═════ 所给文本

复除制起于西周,讲的是国中贵者,贤者,能者,服公事者,老者,疾者免役。前汉延伸到特权阶层免役并赋税除之。此外给底层开个小气窗,身份性固定复除之外,并行临时性的马复制,老弱病残孕同样享受免税免役。

底层没有话语权,对底层有利的马复制执行情况全看心情,没认真执行就淡化处理,偶尔需要政绩就执行一次,还要大吹特吹宣传福利制度完善。复除制涉及到执行者自身的利益,那可半点马虎不得。

有世袭爵位的人,还有政府正式编制的官员都享受复除特权。咱没那本事能当官,你有本事享受特权可以,一个人不纳税也可以,可怕的是全家老少包括奴仆全部免税免役。

种地开矿包山放牧,摆摊开店出海商贸,能想到的所有一切,只要在官员名下都不纳税。家里一万名部曲不用上税,十万百万都不用上税更不需要服役。

══════════
═════ 数据

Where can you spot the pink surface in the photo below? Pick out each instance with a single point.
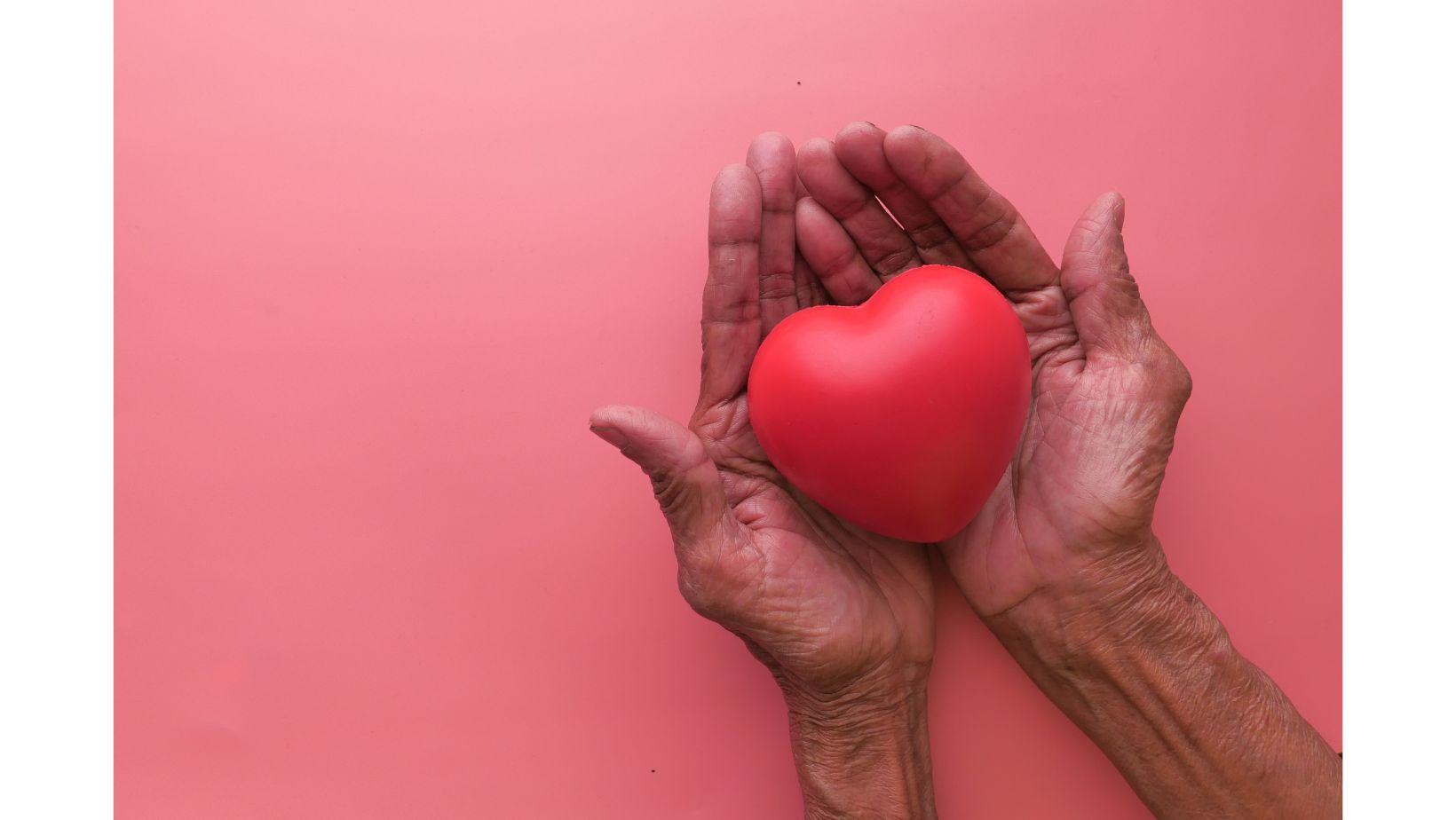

══════════

## 练习目标:
照原文抄录所给文本中从“复除制起于西周,讲的是国中贵”到“身的利益,那可半点马虎不得。”的这一段。 这些材料取自另一来源。

## 参考答案:
复除制起于西周,讲的是国中贵者,贤者,能者,服公事者,老者,疾者免役。前汉延伸到特权阶层免役并赋税除之。此外给底层开个小气窗,身份性固定复除之外,并行临时性的马复制,老弱病残孕同样享受免税免役。

底层没有话语权,对底层有利的马复制执行情况全看心情,没认真执行就淡化处理,偶尔需要政绩就执行一次,还要大吹特吹宣传福利制度完善。复除制涉及到执行者自身的利益,那可半点马虎不得。